Exercise aim
With the pictures left out, write out the records verbatim.

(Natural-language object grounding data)
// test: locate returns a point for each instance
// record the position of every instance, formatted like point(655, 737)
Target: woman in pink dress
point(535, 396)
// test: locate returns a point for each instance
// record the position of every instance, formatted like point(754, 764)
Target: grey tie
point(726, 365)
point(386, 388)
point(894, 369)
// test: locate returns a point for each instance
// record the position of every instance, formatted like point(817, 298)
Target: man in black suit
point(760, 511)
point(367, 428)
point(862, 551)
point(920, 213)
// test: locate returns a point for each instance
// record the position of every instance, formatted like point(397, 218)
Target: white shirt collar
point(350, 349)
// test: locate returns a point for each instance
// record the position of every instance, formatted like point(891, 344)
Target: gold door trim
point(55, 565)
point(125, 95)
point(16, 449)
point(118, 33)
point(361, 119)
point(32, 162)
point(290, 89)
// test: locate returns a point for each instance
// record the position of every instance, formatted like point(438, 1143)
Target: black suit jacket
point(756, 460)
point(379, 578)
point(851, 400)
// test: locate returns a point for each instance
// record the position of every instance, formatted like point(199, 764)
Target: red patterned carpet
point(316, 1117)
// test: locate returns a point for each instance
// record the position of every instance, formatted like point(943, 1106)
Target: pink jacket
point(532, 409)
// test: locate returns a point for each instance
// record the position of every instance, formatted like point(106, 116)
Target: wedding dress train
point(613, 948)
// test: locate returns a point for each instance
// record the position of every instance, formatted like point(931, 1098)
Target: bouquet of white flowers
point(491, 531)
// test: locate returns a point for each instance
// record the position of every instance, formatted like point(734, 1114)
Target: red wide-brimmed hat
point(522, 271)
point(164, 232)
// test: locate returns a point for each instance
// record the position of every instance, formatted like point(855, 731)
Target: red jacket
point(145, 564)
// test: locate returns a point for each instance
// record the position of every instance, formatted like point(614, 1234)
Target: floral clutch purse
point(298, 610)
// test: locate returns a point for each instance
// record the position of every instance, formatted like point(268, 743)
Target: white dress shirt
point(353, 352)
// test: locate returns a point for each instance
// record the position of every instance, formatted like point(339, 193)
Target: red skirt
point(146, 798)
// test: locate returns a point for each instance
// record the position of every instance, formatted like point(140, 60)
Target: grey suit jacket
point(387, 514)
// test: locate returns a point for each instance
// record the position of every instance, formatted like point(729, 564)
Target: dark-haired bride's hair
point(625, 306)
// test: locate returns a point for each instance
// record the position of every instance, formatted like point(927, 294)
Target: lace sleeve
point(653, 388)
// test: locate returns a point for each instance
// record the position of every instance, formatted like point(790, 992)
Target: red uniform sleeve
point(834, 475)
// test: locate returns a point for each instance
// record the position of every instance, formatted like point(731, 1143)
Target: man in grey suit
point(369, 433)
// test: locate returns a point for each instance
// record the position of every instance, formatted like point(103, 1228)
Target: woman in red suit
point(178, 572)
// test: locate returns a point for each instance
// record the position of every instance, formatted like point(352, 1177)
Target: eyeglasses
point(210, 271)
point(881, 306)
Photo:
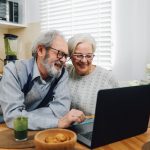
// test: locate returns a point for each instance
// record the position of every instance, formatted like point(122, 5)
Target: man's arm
point(12, 101)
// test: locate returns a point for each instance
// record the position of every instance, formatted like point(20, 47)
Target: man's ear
point(41, 50)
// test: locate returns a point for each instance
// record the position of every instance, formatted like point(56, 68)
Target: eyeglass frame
point(60, 54)
point(83, 55)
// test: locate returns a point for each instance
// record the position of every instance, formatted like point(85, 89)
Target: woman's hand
point(72, 116)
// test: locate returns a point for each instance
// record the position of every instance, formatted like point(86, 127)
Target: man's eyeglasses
point(79, 56)
point(60, 54)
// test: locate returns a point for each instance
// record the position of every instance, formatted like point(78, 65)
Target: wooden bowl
point(51, 139)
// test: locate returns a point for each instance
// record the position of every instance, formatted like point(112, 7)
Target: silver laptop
point(120, 113)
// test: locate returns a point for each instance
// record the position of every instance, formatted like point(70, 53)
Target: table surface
point(134, 143)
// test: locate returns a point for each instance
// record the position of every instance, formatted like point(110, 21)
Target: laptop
point(120, 113)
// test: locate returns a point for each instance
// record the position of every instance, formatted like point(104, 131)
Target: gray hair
point(80, 38)
point(46, 39)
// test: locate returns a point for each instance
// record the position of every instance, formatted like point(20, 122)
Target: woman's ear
point(41, 50)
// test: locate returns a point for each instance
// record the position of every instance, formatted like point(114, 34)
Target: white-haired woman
point(86, 79)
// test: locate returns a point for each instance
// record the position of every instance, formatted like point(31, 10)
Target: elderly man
point(37, 88)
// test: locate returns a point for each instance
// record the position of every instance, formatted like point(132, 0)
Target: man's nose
point(63, 59)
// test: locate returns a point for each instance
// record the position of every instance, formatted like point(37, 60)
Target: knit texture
point(84, 89)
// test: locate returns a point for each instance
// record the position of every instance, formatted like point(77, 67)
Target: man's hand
point(72, 116)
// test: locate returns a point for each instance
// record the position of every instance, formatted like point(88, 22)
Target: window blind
point(81, 16)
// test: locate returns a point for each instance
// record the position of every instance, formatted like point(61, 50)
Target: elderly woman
point(86, 79)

Answer box
// test: locate returns a point for each instance
// record the position of every instance, formatted like point(655, 737)
Target: woman in pink dress
point(535, 396)
// test: locate returns a point for each instance
// record the position of every instance, formatted like point(754, 764)
Target: grey tie
point(726, 365)
point(386, 388)
point(894, 369)
// test: locate returns a point for each instance
// record the position of every instance, formatted like point(817, 298)
Target: man in black suit
point(760, 511)
point(367, 428)
point(862, 551)
point(920, 213)
// test: locate returns a point for each instance
// record the position of every instance, formatted like point(397, 218)
Target: white shirt collar
point(350, 349)
// test: locate returns a point for each instance
// record the position of every instance, formatted like point(891, 344)
Target: gold door trim
point(55, 565)
point(125, 95)
point(16, 449)
point(118, 33)
point(361, 119)
point(32, 162)
point(290, 89)
// test: locate returns a point for each instance
// record the position of every instance, formatted like point(438, 1143)
Target: black suit jacket
point(756, 460)
point(379, 578)
point(851, 400)
// test: locate returns a point for each instance
// record the position of every instance, formatted like point(199, 764)
Target: red patterned carpet
point(316, 1117)
// test: locate returns a point for each instance
// record the position of every instance, formatted like point(943, 1106)
Target: pink jacket
point(532, 409)
// test: locate returns a point for each instance
// record the position of every instance, formatted like point(106, 116)
Target: wedding dress train
point(613, 948)
// test: locate returns a point for each instance
// record the position of every instance, formatted like point(931, 1098)
Target: bouquet of white flowers
point(491, 531)
// test: locate returns a point for each instance
// record the position of every instance, formatted like point(734, 1114)
Target: red wide-brimmed hat
point(522, 271)
point(164, 232)
// test: locate returns a point for each instance
// record the position of every instance, formatted like point(855, 731)
Target: red jacket
point(145, 564)
// test: locate returns a point for each instance
// record the position of every instance, formatted like point(614, 1234)
Target: floral clutch purse
point(298, 610)
// test: locate returns a point for each instance
// record the position of every instance, formatted like point(268, 743)
Target: white dress shirt
point(353, 352)
// test: locate returns a point for each instance
// record the position of every instance, formatted like point(339, 193)
Target: red skirt
point(146, 798)
// test: locate returns a point for each instance
// record the position of every instance, formatted like point(140, 60)
Target: grey suit jacket
point(387, 514)
// test: locate returns a point for each instance
// record the position of every instance, formatted like point(729, 564)
Target: dark-haired bride's hair
point(625, 306)
// test: locate returns a point for each instance
// record the position of every instance, formatted like point(927, 294)
Target: lace sleeve
point(653, 388)
// test: locate returns a point for each instance
// record the position of every instance, formatted like point(790, 992)
Target: red uniform sleeve
point(834, 475)
// test: locate returns a point for each instance
// record the position of every instance, formatted like point(731, 1143)
Target: man in grey suit
point(369, 433)
// test: locate returns a point for each instance
// record the position of every instance, formatted like point(103, 1228)
Target: woman in red suit
point(178, 572)
// test: locate returns a point for each instance
// record the position of every instance, formatted like point(352, 1177)
Target: eyeglasses
point(210, 271)
point(881, 306)
Photo:
// test: locate returns a point for each instance
// record the position of every instance, formatted like point(122, 5)
Target: man's arm
point(12, 101)
// test: locate returns a point for each instance
// record the position of every instance, formatted like point(20, 47)
Target: man's ear
point(41, 50)
// test: locate returns a point for each instance
// record the position of every instance, formatted like point(56, 68)
Target: eyeglass frame
point(60, 54)
point(83, 55)
// test: locate returns a point for each instance
// record the position of every instance, formatted like point(85, 89)
Target: woman's hand
point(72, 116)
// test: locate returns a point for each instance
// record the position of every instance, formatted like point(86, 127)
Target: man's eyeglasses
point(79, 56)
point(60, 54)
// test: locate returns a point for each instance
// record the position of every instance, formatted like point(78, 65)
Target: wooden bowl
point(51, 139)
// test: locate returns a point for each instance
// record the position of every instance, formatted like point(112, 7)
Target: silver laptop
point(120, 113)
// test: locate returns a point for each instance
// record the position of every instance, formatted like point(70, 53)
Target: table surface
point(134, 143)
// test: locate returns a point for each instance
// record the position of every instance, formatted like point(110, 21)
Target: laptop
point(120, 113)
// test: locate returns a point for each instance
// record the position of every instance, formatted like point(104, 131)
Target: gray hair
point(80, 38)
point(46, 39)
// test: locate returns a point for each instance
// record the position of every instance, formatted like point(20, 122)
Target: woman's ear
point(41, 50)
// test: locate returns a point for each instance
// record the position of every instance, formatted like point(114, 34)
Target: white-haired woman
point(86, 79)
// test: locate returns a point for each instance
// record the position of every instance, formatted like point(31, 10)
Target: elderly man
point(37, 88)
// test: locate returns a point for each instance
// record the position of every instance, formatted like point(132, 0)
Target: man's nose
point(63, 59)
// test: locate returns a point for each instance
// record the position of every instance, formatted like point(37, 60)
Target: knit texture
point(84, 89)
// test: locate returns a point for each instance
// record the position of every instance, formatted like point(77, 67)
Target: man's hand
point(72, 116)
// test: locate returns a point for each instance
// record the position of every instance, formatted like point(88, 22)
Target: window blind
point(81, 16)
// test: locate returns a point for each instance
// record the position of every instance, formatted like point(61, 50)
Target: elderly woman
point(86, 79)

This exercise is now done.